## WHAT IS ASKED
[1] Answer these questions from the Matroska layout text:
(a) Besides the EBML version, what does the Header say about the file?
(b) Without the Metaseek section, what would you have to do to find the other Level 1 elements?
(c) If a file is part of a series, which ID does the Segment Information section include?
[2] Reproduce the stretch of the Matroska layout text from "The Header contains" through "is a Matroska file.".

## DOCUMENT EXCERPT
* Begin *

The first thing you must realize is that none of these pictures are to scale. Next you have to know that these pictures are a vague representation of the layout of a Matroska file as a full representation would be just as complex as the specs themselves.
The first picture is a simple representation of a Matroska file.
The Header contains information saying what EBML version this files was created with, and what type of EBML file this is. In our case it is a Matroska file.
The Metaseek section contains an index of where all of the other groups are in the file are located, such as the Track information, Chapters, Tags, Cues, Attachments, and so on. This element isn't technicaly required, but you would have to search the entire file to find all of the other Level 1 elements if you did not have it. This is because any of the items can occur in any order. For instance you could have the chapters section in the middle of the Clusters. This is part of the flexibility of EBML and Matroska.
The Segment Information section contains basic information relating to the whole file. This includes the title for the file, a unique ID so that the file can be identified around the world, and if it is part of a series of files, the ID of the next file.

* End *

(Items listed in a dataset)
* Begin *

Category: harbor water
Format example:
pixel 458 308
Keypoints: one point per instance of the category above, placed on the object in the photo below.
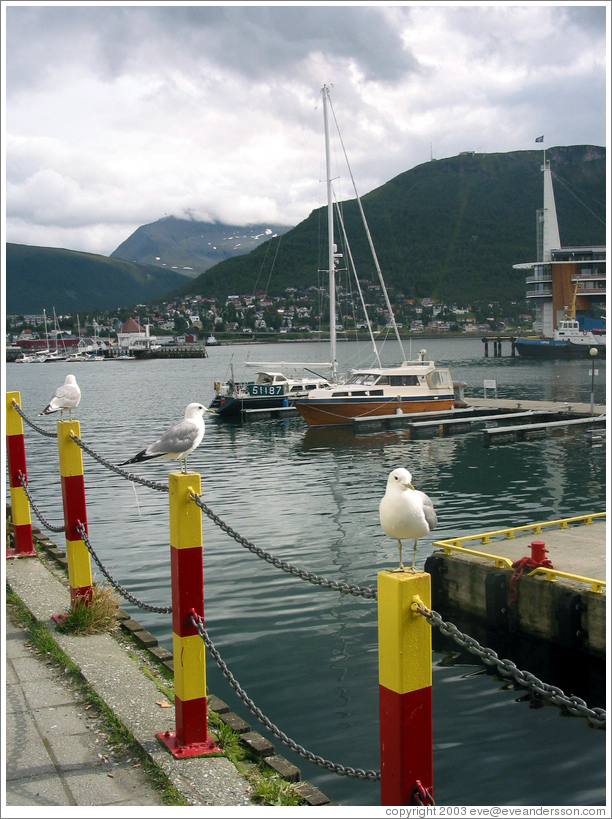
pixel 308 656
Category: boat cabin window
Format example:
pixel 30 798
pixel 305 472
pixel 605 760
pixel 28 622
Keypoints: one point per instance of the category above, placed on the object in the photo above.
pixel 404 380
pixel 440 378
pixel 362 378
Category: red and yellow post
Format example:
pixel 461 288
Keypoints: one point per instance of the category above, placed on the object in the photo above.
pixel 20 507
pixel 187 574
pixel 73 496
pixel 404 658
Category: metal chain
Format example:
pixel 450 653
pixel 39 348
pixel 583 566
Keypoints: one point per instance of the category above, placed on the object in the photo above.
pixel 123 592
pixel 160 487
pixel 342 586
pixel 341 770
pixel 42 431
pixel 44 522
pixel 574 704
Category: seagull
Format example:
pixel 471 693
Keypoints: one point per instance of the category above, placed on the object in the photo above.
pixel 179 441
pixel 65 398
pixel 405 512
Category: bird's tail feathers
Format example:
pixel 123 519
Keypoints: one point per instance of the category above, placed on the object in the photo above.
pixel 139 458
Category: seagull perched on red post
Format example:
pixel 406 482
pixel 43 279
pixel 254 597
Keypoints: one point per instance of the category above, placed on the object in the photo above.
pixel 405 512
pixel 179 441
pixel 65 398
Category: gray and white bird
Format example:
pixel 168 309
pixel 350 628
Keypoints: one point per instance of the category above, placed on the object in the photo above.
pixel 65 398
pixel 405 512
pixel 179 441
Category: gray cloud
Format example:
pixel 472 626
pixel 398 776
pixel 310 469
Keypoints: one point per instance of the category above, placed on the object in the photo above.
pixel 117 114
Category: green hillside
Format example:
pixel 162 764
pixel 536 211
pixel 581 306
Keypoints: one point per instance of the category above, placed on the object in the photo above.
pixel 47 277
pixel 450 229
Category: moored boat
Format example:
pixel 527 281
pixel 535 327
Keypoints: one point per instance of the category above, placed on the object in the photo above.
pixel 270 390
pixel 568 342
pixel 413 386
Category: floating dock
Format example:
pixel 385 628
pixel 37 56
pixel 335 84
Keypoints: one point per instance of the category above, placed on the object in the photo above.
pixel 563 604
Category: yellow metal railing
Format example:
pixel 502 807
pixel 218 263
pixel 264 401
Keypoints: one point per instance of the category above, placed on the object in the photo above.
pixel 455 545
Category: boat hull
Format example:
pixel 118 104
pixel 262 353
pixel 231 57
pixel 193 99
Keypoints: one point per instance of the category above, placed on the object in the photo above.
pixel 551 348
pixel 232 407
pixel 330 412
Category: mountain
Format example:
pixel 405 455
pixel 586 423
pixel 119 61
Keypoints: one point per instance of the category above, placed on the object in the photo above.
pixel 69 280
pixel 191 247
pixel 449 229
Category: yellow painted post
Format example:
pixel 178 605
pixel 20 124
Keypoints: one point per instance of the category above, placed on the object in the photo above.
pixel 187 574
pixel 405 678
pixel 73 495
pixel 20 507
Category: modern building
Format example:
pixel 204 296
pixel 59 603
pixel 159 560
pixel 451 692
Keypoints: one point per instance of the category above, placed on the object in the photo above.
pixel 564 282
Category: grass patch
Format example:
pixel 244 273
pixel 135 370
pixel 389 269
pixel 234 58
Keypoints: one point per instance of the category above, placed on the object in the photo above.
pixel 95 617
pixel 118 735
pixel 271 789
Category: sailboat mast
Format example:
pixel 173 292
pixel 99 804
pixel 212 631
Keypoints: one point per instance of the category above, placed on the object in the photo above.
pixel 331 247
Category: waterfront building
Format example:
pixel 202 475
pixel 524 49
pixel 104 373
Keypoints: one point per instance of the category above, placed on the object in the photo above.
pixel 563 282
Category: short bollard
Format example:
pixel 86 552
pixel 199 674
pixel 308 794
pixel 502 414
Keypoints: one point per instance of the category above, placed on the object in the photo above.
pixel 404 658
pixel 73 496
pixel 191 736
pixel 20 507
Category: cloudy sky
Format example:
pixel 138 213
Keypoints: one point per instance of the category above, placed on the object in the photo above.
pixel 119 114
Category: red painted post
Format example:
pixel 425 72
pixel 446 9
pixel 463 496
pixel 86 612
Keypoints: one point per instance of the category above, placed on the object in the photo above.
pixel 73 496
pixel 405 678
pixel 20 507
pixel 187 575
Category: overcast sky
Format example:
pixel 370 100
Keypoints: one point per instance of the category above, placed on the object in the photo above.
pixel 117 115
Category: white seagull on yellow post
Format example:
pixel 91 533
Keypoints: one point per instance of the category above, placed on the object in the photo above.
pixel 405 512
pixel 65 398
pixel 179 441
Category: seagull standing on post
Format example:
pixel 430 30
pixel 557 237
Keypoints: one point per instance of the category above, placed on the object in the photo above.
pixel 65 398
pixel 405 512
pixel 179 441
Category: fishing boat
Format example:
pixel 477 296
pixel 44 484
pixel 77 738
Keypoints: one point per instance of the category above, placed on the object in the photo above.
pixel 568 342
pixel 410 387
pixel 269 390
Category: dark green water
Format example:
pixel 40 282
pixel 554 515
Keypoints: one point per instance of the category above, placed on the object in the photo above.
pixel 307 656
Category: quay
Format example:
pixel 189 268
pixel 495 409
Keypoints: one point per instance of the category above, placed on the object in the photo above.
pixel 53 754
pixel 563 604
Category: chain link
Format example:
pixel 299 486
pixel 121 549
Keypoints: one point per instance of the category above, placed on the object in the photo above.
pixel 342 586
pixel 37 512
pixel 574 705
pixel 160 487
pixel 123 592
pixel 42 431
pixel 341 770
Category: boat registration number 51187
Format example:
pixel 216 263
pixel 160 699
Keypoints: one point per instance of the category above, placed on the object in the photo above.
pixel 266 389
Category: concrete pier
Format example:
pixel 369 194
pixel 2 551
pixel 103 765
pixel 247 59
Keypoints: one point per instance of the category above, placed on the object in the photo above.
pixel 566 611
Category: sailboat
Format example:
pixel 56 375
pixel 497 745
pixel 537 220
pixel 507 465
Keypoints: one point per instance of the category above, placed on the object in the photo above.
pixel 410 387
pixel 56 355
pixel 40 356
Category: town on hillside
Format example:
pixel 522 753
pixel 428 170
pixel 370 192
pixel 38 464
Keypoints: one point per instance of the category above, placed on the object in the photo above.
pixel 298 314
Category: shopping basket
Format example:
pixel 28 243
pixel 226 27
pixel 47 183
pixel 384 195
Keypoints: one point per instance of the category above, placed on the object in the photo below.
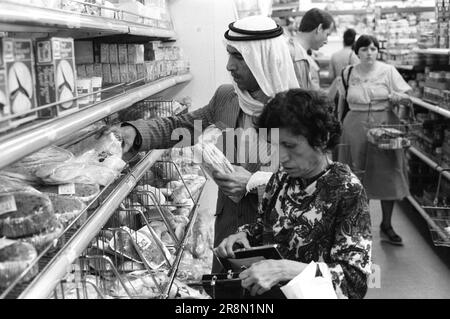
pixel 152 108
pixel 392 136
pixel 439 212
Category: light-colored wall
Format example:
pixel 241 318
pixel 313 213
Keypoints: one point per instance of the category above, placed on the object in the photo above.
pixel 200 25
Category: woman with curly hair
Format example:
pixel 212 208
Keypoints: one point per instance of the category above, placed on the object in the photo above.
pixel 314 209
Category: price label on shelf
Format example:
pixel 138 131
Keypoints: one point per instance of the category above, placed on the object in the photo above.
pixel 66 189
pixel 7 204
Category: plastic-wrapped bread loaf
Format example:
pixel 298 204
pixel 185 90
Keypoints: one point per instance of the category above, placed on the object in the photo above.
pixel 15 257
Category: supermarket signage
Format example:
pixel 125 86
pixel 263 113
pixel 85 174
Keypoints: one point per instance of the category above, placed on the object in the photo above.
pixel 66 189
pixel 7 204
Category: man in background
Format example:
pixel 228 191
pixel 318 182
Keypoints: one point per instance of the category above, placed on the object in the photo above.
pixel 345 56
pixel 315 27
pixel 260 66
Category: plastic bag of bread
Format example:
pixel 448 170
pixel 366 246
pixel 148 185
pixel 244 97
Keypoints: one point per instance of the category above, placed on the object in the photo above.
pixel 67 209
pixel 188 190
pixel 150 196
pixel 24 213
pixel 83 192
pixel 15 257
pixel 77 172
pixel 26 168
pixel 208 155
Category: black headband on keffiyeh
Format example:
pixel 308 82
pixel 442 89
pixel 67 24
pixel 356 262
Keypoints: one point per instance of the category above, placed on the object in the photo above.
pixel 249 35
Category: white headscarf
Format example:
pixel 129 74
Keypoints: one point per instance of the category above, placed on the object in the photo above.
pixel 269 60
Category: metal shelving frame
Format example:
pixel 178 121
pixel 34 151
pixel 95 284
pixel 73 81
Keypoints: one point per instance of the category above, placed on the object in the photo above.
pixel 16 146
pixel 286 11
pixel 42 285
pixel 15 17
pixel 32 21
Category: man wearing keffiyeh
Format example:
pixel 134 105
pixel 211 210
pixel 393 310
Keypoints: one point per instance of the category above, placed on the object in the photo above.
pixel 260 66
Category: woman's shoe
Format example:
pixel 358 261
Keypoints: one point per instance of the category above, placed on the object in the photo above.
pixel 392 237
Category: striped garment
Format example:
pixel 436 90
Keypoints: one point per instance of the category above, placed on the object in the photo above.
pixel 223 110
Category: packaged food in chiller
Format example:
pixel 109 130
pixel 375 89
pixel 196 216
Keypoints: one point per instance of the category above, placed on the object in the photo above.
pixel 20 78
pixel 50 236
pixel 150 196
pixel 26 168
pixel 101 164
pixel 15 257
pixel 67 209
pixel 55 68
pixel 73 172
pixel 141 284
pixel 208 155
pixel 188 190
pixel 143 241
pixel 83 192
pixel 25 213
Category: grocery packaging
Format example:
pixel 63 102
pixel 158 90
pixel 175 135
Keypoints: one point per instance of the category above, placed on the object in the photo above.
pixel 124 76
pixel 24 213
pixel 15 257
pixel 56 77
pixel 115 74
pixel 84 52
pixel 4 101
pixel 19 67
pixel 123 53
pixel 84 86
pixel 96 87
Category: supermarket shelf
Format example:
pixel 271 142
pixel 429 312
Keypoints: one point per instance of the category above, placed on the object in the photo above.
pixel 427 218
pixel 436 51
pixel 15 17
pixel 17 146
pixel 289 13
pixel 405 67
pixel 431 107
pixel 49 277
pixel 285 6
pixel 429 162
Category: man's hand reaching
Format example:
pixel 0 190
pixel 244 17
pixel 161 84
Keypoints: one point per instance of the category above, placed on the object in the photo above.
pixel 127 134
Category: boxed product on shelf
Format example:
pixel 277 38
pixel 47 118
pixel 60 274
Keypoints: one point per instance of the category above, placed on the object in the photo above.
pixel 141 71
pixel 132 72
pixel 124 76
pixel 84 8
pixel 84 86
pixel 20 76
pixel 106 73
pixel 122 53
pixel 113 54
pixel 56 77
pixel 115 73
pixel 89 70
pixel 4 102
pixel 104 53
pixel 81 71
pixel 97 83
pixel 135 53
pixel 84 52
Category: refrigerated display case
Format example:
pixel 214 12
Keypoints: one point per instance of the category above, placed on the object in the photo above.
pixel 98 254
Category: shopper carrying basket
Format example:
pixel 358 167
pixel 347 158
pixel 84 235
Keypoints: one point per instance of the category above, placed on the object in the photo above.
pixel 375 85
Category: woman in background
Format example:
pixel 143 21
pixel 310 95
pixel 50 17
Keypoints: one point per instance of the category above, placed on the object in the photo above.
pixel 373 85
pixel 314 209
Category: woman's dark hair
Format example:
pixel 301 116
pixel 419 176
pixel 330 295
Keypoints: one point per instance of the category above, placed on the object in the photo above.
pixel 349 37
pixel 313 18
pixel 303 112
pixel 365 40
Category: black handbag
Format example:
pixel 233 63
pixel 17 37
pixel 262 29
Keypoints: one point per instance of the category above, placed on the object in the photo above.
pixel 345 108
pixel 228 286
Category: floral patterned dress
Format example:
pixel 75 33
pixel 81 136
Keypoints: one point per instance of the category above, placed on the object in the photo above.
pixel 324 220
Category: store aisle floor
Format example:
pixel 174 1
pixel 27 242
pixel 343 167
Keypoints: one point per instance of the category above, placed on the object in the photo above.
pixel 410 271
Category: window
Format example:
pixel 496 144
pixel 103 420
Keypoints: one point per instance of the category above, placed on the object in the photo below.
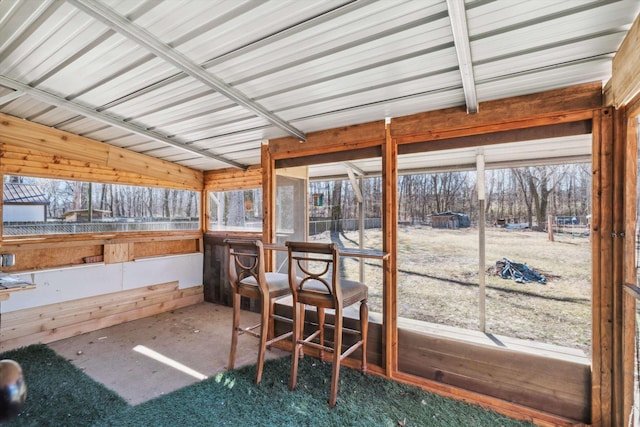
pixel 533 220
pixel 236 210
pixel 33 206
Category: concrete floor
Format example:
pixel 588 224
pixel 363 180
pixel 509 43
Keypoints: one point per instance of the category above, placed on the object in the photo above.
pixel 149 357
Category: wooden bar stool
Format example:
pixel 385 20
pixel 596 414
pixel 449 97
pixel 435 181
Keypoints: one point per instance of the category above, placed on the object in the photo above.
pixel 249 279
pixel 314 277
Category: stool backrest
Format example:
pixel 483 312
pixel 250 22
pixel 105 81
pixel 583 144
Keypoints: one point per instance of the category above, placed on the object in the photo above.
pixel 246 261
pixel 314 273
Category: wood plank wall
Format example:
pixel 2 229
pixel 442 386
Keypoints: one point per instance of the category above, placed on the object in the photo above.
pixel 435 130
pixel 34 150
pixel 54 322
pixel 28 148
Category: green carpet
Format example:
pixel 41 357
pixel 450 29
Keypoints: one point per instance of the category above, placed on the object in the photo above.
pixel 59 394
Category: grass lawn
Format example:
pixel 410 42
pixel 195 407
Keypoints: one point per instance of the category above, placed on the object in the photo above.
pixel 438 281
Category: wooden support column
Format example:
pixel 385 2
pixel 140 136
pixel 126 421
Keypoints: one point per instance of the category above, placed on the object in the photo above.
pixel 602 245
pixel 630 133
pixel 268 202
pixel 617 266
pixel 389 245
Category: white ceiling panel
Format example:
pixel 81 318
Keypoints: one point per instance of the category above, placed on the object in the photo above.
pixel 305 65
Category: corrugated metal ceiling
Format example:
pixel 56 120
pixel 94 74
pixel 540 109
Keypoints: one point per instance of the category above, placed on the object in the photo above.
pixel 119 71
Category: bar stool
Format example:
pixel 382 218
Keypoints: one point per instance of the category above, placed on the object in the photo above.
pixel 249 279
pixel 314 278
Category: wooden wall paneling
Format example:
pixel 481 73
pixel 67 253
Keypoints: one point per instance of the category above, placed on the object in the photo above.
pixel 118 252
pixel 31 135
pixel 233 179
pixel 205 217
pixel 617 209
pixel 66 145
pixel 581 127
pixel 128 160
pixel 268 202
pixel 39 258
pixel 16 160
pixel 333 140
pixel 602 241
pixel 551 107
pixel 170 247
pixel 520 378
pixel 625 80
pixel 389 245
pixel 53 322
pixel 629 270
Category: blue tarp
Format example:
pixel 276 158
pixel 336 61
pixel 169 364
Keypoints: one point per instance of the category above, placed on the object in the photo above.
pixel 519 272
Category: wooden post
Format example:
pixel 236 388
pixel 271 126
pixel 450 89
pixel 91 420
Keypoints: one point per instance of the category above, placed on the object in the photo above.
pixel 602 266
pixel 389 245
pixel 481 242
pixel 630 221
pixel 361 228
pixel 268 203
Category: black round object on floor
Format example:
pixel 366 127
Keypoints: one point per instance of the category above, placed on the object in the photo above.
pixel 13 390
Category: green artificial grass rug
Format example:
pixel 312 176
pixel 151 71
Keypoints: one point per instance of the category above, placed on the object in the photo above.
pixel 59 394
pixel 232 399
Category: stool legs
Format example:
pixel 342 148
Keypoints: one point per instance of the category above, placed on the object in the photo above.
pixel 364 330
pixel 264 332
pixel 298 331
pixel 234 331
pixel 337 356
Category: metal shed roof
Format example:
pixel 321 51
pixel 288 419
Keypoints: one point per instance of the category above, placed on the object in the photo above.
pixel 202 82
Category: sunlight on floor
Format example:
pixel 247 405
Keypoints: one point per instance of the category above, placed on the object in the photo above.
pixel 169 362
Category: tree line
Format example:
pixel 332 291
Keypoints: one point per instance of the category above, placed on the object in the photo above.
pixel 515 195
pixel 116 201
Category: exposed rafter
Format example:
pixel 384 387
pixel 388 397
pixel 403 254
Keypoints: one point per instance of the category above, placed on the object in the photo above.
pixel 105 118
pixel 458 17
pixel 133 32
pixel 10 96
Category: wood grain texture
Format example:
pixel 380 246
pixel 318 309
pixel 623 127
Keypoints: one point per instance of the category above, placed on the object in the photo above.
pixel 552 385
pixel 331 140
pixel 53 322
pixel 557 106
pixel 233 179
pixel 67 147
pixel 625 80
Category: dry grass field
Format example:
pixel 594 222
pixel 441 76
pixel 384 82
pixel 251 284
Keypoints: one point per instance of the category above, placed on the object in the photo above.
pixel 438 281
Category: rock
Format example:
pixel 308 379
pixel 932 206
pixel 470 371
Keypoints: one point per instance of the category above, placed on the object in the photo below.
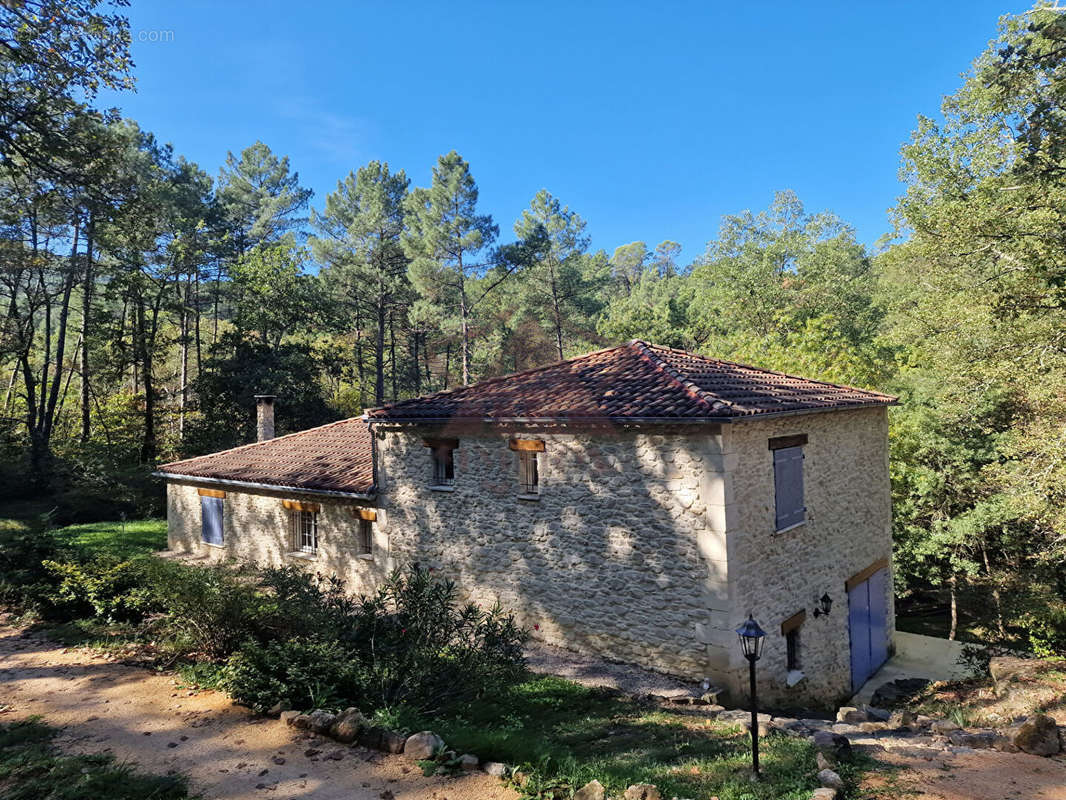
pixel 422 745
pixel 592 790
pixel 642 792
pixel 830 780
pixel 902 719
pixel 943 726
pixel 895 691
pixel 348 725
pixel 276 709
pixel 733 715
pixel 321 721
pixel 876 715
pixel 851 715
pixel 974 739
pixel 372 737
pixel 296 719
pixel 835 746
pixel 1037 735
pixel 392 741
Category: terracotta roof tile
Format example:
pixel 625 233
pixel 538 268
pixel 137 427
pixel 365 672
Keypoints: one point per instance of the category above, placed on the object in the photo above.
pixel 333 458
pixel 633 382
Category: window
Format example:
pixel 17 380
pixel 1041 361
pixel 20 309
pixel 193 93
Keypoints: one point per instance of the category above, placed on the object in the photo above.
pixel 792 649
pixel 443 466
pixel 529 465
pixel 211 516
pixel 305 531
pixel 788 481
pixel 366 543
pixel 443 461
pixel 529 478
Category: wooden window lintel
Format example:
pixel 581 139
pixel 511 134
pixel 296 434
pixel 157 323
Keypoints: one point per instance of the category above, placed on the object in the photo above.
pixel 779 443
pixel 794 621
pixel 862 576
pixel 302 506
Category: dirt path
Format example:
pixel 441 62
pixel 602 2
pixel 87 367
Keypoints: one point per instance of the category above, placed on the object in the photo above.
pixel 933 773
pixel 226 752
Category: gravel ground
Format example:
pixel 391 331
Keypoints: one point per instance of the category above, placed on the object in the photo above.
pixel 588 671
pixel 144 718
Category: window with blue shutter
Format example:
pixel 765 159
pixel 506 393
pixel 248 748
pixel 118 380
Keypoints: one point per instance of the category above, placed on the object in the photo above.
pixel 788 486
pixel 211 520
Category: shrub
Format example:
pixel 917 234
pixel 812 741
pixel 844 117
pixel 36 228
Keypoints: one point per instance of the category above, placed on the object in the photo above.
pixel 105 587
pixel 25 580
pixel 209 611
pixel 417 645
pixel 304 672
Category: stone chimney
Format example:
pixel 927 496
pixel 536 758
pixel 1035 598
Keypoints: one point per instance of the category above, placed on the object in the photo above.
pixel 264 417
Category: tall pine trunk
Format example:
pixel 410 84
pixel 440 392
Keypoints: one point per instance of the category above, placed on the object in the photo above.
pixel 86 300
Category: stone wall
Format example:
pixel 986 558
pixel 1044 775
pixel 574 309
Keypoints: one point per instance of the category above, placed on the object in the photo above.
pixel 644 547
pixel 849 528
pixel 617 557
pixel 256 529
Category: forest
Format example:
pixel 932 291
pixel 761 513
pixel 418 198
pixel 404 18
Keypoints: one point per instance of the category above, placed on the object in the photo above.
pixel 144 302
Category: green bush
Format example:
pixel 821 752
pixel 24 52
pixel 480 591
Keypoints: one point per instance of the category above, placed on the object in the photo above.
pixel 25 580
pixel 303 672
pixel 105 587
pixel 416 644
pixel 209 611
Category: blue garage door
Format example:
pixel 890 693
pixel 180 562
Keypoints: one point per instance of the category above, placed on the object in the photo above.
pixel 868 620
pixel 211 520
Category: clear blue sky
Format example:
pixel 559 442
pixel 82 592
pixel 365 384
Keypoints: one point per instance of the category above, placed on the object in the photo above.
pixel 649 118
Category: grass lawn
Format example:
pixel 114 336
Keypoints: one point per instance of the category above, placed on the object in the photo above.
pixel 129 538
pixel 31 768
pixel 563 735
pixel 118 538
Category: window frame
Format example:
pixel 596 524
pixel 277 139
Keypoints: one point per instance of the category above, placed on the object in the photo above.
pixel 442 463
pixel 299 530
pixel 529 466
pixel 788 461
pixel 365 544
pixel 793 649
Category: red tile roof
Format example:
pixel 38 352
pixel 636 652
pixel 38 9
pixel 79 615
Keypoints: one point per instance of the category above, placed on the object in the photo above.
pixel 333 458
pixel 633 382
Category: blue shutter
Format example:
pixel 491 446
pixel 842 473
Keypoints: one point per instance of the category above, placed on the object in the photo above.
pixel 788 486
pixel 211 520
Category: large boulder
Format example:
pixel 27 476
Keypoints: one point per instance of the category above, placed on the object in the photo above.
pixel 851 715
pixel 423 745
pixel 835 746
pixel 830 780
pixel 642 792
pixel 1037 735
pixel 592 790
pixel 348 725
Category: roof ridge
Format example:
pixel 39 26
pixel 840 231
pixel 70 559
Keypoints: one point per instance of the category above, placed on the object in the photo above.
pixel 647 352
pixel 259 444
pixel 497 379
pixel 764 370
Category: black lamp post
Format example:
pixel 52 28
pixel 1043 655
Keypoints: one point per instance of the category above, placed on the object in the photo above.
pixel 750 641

* End *

## ANSWERS IN ORDER
[1]
(a) What type of EBML file it is.
(b) Search the entire file.
(c) The ID of the next file.

[2]
The Header contains information saying what EBML version this files was created with, and what type of EBML file this is. In our case it is a Matroska file.